__GIVEN PASSAGE__:
○ ○ ○
Investment and better regional connectivity, as well as improved links with Europe, may be a lifeline for the struggling Central Asian economies, writes Joël Ruet.
By Dr Joël Ruet is an economist at CNRS (National Centre for Scientific Research in France) and president of The Bridge Tank, a G20 affiliated think tank.
As China eyes the new economic goals for the next five years announced at the Annual Economic Work Conference on 18 December, Chinese and EU diplomats seem hopeful of striking a historic investment deal before the end of the year.
Improving economic relations, boosting trade and infrastructural connectivity with the EU has been among China’s priorities for almost a decade.
A significant step in this direction was made in 2013 when China launched the Road and Belt Initiative whose primary goal is to connect Asia to Europe by building infrastructure along the approximate routes of the historic Silk Road.
Beyond Europe, a group of Central Asian states will likely benefit most of all from the improved EU-China ties.
○ ○ ○
__Entries drawn from a collection__:

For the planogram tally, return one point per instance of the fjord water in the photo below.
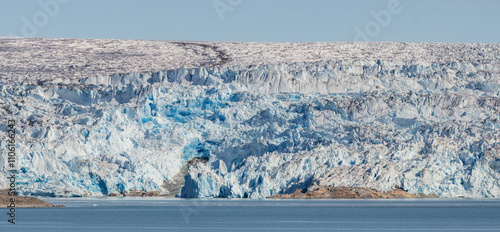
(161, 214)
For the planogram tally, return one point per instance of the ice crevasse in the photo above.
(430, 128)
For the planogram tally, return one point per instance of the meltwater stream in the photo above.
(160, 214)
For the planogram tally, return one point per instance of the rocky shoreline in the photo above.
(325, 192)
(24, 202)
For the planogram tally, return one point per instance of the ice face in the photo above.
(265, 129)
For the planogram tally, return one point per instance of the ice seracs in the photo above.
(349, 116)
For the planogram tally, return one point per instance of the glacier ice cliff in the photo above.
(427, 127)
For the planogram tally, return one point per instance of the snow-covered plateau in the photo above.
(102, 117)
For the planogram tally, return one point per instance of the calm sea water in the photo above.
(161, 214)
○ ○ ○
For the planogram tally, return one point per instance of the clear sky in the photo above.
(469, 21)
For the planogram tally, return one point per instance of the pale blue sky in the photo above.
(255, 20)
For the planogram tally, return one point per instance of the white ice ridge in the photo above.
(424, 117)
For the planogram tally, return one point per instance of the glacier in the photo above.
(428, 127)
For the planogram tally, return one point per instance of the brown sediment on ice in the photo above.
○ ○ ○
__TASK__: According to the article on Central Asian economies, in what year did China launch the Road and Belt Initiative?

__RESPONSE FOR THIS EXERCISE__: 2013